* [Given exercise 1] Please condense the paragraph beginning "In a 3-1 decision" in the article on the labor board ruling into a short bulleted list that keeps its main facts.

* [Document extract]
-----

Private universities will need to recognize graduate
students who conduct research and help teach classes as employees and therefore
accept the unions that they form, the National Labor Relations Board ruled
Tuesday.
In a 3-1 decision, the board ruled that undergraduate and graduate
student assistants and research assistants are statutory employees and are
therefore covered by the National Labor Relations Act. The decision opens the
door for the students and research assistants at private universities to band
together to negotiate issues like pay, benefits, workload, and class size.
The decision came in
response to a petition from graduate students at Columbia University and
reversed a previous decision involving Brown University that found private
universities are not required to recognize graduate student unions.
In the new decision, board members
wrote that the Brown decision not only had an incorrect interpretation of the
act, “but also because of the nature and consequences of that error.” The
decision “deprived an entire category of workers of the protections of the
Act,” the members wrote.
Ahead of the decision,
graduate students had been running union drives and preparing for union elections
at top institutions including Harvard, Yale, Brown, Cornell, and the University
of Chicago. The efforts ramped up after New York University became the first
private university to voluntarily recognize its graduate student union in 2013.
Harvard, Stanford, and the
Massachusetts Institute of Technology were among the universities that opposed
the petition before the board, warning that giving graduate students collective
bargaining rights could destroy the mentor-student relationship.
“While we are reviewing the
ruling, Columbia — along with many of our peer institutions
— disagrees with this outcome because we believe the academic relationship
students have with faculty members and departments as part of their studies is
not the same as between employer and employee,” Columbia said in a statement.
“First and foremost, students serving as research or teaching assistants come
to Columbia to gain knowledge and expertise, and we believe there are
legitimate concerns about the impact of involving a non-academic third-party in
this scholarly training.”
Universities have
said that doctoral students were not employees because the research they
conducted led them to their PhDs. Doctoral students often don’t pay tuition and
in part do research and assist professors as part of the deal to get a degree
tuition free.
The universities also argued
that they could face disruptive grievances and years-long disputes over
everything from graduate students having to grade essays, which students’
tuition got waived, and how many credits a student needed to become a teaching
assistant.
In a statement Tuesday,
Harvard said: “We continue to believe that the relationship between students
and the University is primarily about education, and that unionization will
disrupt academic programs and freedoms, mentoring, and research at Harvard.”
The university added: “If a
petition for election is filed at some point by a union seeking to represent
Harvard students, we would urge our students to get the facts, learn about the
issues, understand the impact of unionization, and cast an informed vote. A
labor union representing Harvard students will impact not only current
students, but also faculty, staff, and future students.

-----

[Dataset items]
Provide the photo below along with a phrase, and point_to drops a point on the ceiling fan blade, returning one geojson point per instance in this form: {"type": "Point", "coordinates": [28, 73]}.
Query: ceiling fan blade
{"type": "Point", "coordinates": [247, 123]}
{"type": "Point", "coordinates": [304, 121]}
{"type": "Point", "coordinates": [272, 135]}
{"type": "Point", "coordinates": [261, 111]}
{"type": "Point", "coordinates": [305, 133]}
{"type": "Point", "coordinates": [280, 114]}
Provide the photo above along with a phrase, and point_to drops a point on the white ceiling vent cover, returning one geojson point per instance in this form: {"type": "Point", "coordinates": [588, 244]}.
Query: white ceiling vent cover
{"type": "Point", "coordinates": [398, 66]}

-----

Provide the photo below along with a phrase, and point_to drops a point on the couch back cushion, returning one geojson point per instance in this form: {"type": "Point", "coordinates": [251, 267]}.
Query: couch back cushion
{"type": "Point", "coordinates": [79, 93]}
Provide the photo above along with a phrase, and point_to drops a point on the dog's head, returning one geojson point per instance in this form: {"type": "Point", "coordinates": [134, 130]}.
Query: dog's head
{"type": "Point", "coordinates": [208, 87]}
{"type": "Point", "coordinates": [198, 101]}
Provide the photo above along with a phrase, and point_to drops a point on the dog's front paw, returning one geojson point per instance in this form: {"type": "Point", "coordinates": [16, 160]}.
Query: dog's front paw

-----

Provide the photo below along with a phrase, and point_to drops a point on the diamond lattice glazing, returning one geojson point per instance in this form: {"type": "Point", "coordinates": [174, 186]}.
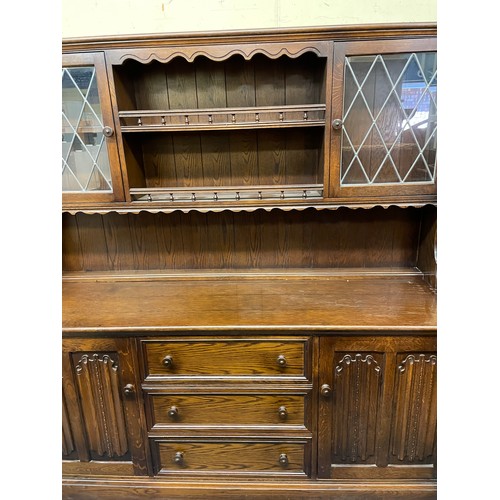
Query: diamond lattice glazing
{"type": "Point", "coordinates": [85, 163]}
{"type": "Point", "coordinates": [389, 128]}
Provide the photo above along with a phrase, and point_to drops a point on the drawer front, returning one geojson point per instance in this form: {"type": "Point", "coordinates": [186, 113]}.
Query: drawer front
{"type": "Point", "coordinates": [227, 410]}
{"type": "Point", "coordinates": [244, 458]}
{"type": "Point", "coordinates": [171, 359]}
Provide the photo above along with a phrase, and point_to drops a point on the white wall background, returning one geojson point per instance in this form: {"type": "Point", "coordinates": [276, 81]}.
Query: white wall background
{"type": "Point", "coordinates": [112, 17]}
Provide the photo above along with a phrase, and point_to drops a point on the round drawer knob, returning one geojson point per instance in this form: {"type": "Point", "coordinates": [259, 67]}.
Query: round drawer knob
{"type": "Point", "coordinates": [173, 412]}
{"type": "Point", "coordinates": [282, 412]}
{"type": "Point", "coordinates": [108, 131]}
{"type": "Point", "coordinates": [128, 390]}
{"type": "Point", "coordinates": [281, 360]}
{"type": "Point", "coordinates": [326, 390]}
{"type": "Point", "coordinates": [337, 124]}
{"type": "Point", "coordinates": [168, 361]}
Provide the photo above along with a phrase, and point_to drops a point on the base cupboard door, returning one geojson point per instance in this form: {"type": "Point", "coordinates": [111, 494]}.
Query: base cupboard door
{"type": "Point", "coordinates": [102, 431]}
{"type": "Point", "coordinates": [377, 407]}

-----

* [Given exercise 2] Output the listing lines from the one containing "on the couch" through the one containing "Query: dog's front paw", inclusive.

* [Correct output 1]
- The board's ruling was a 3-1 decision.
- Undergraduate and graduate student assistants and research assistants are statutory employees.
- As a result, they are covered by the National Labor Relations Act.
- Students and research assistants at private universities can now band together to negotiate pay, benefits, workload, and class size.

* [Correct output 2]
Provide the photo below along with a phrase, and point_to drops a point on the couch back cushion, returning one geojson point per instance in this form: {"type": "Point", "coordinates": [251, 267]}.
Query: couch back cushion
{"type": "Point", "coordinates": [79, 93]}
Provide the photo above along with a phrase, and point_to drops a point on the dog's head, returning one geojson point per instance in this form: {"type": "Point", "coordinates": [134, 130]}.
Query: dog's head
{"type": "Point", "coordinates": [208, 87]}
{"type": "Point", "coordinates": [198, 101]}
Provide the photo above along with a phrase, and point_to drops a point on the dog's front paw, returning one geojson point per instance in this form: {"type": "Point", "coordinates": [16, 160]}.
Query: dog's front paw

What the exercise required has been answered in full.